GOAL:
Extract every line of the records that contains the word "hand", and note that case counts.

ROWS:
□ □ □

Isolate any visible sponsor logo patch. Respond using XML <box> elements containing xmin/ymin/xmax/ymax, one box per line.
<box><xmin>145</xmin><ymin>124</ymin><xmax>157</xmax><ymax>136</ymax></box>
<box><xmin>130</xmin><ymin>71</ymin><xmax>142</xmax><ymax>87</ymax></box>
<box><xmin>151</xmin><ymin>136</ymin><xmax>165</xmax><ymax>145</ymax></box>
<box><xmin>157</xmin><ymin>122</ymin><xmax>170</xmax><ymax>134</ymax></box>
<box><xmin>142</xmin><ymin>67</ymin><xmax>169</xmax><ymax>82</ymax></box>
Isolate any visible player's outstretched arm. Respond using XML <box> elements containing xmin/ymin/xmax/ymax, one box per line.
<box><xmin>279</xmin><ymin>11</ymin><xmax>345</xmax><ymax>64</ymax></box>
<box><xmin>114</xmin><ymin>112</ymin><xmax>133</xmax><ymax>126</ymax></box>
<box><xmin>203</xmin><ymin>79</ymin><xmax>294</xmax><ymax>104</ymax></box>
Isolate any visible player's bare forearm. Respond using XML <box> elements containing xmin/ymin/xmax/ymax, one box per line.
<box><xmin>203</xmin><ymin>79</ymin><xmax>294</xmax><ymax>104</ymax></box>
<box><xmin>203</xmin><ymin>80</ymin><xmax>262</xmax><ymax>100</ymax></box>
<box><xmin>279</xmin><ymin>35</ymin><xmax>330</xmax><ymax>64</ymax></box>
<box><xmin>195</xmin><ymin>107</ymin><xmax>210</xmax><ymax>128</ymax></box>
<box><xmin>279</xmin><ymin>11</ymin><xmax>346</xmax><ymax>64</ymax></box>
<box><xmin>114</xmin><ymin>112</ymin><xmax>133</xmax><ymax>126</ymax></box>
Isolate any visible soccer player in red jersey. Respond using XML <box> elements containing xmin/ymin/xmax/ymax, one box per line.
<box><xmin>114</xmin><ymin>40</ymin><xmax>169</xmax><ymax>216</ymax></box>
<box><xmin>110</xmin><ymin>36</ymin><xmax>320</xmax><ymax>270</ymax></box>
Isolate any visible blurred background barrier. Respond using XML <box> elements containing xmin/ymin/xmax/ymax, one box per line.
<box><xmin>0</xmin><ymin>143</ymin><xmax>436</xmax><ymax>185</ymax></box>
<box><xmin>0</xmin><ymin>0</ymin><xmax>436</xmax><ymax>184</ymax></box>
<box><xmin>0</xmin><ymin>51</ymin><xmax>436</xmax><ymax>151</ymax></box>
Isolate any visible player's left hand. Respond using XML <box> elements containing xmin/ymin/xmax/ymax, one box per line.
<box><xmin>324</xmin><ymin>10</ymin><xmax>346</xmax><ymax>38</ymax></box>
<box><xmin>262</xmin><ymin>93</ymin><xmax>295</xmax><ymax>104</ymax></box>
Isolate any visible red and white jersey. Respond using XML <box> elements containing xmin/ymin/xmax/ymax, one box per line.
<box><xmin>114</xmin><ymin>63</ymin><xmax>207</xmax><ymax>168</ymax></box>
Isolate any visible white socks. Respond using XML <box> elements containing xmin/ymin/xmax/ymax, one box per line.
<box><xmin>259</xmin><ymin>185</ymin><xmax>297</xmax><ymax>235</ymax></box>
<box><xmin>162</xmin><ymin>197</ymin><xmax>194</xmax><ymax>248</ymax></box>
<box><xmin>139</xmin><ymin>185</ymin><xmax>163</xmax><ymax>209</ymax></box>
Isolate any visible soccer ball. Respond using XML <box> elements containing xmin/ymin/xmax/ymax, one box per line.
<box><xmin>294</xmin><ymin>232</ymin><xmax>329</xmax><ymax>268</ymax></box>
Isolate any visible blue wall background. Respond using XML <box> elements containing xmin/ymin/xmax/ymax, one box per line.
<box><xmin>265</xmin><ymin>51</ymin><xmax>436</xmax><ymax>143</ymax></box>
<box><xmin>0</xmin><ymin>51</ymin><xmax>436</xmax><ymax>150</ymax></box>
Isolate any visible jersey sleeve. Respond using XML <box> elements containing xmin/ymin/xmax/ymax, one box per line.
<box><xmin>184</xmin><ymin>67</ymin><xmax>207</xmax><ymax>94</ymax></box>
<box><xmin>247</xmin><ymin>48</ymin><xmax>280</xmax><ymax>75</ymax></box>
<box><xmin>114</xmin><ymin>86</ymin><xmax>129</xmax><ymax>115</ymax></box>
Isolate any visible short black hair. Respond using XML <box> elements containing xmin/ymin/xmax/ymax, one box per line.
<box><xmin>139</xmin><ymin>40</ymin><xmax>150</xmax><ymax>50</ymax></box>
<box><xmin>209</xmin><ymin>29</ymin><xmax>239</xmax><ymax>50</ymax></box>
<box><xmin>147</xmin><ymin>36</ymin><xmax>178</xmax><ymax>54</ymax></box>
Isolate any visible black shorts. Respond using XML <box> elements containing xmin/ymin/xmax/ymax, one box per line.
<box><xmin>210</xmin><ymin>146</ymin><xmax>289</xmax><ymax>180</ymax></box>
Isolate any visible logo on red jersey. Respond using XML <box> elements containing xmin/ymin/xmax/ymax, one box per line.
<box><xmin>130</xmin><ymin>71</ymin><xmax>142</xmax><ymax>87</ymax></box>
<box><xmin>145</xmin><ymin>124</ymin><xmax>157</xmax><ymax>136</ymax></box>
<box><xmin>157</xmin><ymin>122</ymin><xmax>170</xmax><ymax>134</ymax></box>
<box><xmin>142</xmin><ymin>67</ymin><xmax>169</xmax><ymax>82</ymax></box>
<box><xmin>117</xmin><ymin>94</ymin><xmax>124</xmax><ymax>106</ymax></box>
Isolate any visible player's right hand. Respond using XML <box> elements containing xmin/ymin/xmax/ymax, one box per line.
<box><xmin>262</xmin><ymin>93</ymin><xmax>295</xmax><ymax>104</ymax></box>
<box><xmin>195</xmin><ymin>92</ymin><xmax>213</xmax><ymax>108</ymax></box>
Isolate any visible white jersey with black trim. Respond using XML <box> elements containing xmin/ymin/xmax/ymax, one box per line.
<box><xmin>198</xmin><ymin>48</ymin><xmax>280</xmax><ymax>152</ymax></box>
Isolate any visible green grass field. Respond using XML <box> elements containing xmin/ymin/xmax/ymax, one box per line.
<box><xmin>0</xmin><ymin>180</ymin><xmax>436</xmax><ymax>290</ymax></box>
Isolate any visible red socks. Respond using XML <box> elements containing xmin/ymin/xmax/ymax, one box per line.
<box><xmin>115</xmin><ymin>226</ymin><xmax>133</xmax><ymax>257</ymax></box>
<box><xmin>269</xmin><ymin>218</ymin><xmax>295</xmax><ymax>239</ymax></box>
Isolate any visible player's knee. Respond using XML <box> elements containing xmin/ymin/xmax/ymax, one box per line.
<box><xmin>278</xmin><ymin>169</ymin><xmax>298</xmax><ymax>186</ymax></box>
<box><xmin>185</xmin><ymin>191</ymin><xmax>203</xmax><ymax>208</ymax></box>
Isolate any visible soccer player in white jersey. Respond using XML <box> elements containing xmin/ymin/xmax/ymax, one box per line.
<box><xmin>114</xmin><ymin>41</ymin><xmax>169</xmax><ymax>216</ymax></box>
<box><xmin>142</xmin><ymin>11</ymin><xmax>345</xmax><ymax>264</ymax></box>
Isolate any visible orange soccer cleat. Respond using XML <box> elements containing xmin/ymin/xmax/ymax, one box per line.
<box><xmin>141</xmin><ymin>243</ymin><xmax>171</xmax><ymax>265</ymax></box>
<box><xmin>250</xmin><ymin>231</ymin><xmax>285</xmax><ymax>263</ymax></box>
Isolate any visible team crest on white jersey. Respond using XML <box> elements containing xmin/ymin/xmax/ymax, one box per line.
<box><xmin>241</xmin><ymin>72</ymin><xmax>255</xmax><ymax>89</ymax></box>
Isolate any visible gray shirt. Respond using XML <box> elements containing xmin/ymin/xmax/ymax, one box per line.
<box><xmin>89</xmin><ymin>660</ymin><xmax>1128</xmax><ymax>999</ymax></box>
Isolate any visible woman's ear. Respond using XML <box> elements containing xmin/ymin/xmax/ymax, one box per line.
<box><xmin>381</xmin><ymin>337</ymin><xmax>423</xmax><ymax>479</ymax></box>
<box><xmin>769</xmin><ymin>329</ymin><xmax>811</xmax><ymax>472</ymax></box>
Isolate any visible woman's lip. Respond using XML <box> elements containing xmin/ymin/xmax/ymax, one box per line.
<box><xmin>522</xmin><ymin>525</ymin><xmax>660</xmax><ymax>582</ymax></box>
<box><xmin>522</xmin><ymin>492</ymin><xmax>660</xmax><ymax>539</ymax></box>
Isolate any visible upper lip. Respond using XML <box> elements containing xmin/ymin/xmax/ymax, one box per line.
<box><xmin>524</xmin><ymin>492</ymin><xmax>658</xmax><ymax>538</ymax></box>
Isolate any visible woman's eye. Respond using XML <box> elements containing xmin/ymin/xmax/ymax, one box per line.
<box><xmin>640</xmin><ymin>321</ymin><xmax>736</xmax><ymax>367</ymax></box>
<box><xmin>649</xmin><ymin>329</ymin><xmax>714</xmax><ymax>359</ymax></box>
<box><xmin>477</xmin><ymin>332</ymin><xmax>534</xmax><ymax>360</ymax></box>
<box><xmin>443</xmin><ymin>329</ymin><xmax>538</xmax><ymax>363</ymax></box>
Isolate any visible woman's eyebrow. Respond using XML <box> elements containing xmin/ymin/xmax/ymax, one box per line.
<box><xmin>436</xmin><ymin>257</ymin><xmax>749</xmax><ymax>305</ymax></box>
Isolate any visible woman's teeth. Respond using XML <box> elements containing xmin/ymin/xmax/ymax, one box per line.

□ □ □

SOLUTION TO THIS EXERCISE:
Isolate any visible player's left hand. Respond using XML <box> elements containing xmin/ymin/xmax/ymax, one box per line.
Isolate any visible player's right hand. Respond using XML <box> elements containing xmin/ymin/xmax/ymax, one box per line.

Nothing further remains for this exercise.